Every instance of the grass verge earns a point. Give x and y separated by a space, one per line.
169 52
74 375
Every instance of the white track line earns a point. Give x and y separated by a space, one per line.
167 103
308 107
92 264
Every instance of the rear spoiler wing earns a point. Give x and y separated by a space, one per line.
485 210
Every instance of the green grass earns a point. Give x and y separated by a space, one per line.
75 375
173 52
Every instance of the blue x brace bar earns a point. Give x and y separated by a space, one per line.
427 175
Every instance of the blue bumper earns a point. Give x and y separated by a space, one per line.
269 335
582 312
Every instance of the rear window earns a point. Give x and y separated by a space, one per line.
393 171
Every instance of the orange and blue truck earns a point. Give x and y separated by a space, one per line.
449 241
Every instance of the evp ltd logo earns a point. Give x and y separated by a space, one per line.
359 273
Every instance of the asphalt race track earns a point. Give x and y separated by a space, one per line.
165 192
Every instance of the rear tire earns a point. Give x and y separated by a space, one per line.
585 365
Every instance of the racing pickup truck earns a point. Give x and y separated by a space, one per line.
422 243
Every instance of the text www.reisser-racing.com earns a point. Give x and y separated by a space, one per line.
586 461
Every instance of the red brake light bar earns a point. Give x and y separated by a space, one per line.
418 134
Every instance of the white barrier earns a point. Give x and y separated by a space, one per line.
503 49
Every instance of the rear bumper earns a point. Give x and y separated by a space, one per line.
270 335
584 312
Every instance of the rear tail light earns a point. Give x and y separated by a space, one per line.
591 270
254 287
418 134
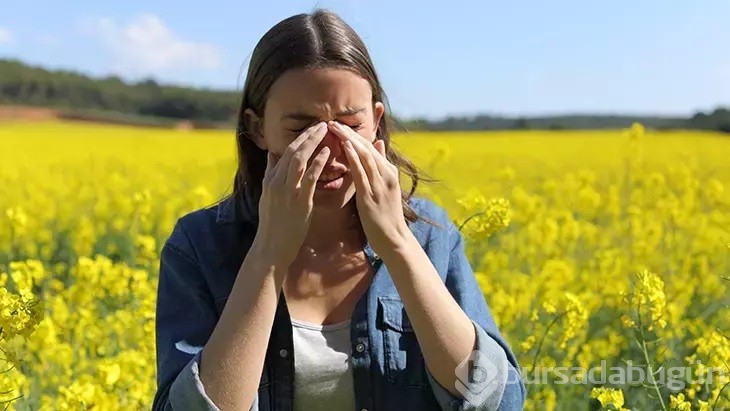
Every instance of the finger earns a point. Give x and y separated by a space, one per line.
292 148
359 176
380 146
309 183
367 157
300 158
270 163
347 133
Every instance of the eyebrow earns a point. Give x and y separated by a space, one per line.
348 111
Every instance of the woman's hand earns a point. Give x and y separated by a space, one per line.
377 190
287 196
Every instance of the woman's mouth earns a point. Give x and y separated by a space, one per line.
331 181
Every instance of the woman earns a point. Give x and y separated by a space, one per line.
318 284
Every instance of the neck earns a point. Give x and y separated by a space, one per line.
334 228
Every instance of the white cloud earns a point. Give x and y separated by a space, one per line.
5 35
147 46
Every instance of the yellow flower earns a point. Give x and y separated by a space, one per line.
609 396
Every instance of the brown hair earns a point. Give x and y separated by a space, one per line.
317 40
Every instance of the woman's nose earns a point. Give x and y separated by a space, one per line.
333 143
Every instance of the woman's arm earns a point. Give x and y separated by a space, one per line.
204 363
453 325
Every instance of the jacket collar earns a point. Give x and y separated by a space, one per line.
239 208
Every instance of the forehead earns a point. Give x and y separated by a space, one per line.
321 92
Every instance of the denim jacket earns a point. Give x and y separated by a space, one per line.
199 263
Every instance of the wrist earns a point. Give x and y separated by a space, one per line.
402 245
266 257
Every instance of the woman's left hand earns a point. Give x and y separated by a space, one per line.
377 190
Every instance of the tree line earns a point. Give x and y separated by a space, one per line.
78 96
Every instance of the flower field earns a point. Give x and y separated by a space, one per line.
603 255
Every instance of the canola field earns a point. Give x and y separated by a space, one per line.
603 255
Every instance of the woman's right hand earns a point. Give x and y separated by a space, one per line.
287 196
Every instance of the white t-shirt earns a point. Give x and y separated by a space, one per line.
322 370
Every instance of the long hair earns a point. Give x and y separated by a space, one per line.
317 40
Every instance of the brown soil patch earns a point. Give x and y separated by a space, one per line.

━━━━━━━━━━━━━━━━

» **Request**
Copy all of the records above word for word, leaving out the pictures.

» **Response to the exercise**
Every instance of the grass verge earns a point. Give x and y separated by a space, one per line.
169 52
74 375
Every instance of the white track line earns a point. Give x and y separated by a space, one per line.
167 103
308 107
92 264
Every instance of the rear spoiler wing earns a point. Give x and y separated by a space, one per line.
485 210
Every instance of the green grass earns a point. Give x and y separated by a space, one per line.
75 375
173 52
Every instance of the blue x brace bar earns a point. Give x and y separated by a space, one per line.
427 175
Every instance of the blue bumper earns a point. Give x and y separated by a space, one per line.
269 335
582 312
Every instance of the rear window earns a point. Give x and y separated by a space, one per line.
393 171
Every instance of the orange and blue truck earns a point. Give x and y separated by a space, one per line.
449 241
Every instance of the evp ltd logo earns a point. Give x and y separated by a space, one per line.
359 273
Every instance of the asphalt race track earns a point. Give x and y separated by a space, one per line.
165 192
Every instance of the rear tire earns a point. Give x and y separated by a space, one per line.
585 365
Every instance of the racing pickup truck earns a point. Give x and y separated by a space, one per line.
422 243
Every instance of the text www.reisser-racing.com earns a point. Give x and y separated by a space, one per line.
586 461
Every instance of the red brake light bar earns a point. Give x and y separated by a space, one per line.
418 134
Every instance of the white barrier earns a point. Give x and y separated by a space, one per line.
503 49
Every instance of the rear bumper earns a point. Give x and y separated by a space, one per line.
270 335
584 312
Every instance of the rear tail light earns a point. Give x and y separated by a space, one per line.
591 270
254 287
418 134
Every instance of the finger earns a point. Give x and y separated by a space, one per line.
292 148
359 176
380 146
309 183
367 157
300 158
270 163
347 133
Every instance of the eyebrow earns a point. Give x and y separated by a space, one per line.
348 111
Every instance of the woman's hand earns a point. Give x and y separated by a space, one per line.
377 190
287 196
Every instance of the woman's mouth earns a point. Give x and y separated by a space, one per line.
331 181
Every instance of the woman earns a point. Give x and y separated by a space, one per line.
318 284
Every instance of the neck earns a point. Give x and y separated by a space, one per line.
334 228
Every instance of the white cloud earns a point. Give x and y separated by a space, one per line.
5 35
147 46
Every instance of the yellow flower earns a point. Give x and y separated by a space, one per line.
609 396
Every instance of the brown hair earns a point. Give x and y separated by a space, one per line.
317 40
Every instance of the woman's nose earns a point. Give x and y separated by a space, one per line.
333 143
Every instance of the woman's arm earns a point. Give x and y separated by a space, one per line.
204 363
453 325
Every instance of the jacket collar earns a point. Give x and y separated by a space, one per line.
239 208
Every instance of the forehead earns a point. Give x and y separated by a space, one per line.
321 92
Every instance of the denim jacket earns a point. Give x and y separated by a space, one per line.
199 263
Every instance of the wrist earns a point. Give x and y separated by a space, one per line.
402 245
266 257
Every instance of the woman's left hand earns a point. Give x and y separated by a space, one per line.
377 190
Every instance of the tree line earns a point. Give x and y separated by a space, one per line.
78 96
Every instance of the flower field earns a point. Give x and y separated by a space, one per line.
603 255
Every instance of the canola field earns a point. Give x and y separated by a space, one per line.
603 255
Every instance of the woman's right hand earns a point. Give x and y separated by a space, one per line.
287 196
Every instance of the white t-shirt earns a point. Give x and y separated by a space, one per line.
322 370
Every instance of the long hair earns a point. Give x and y separated by a space, one per line.
317 40
Every instance of the brown soil patch earns a point. Give x and y separated by a space, one per line.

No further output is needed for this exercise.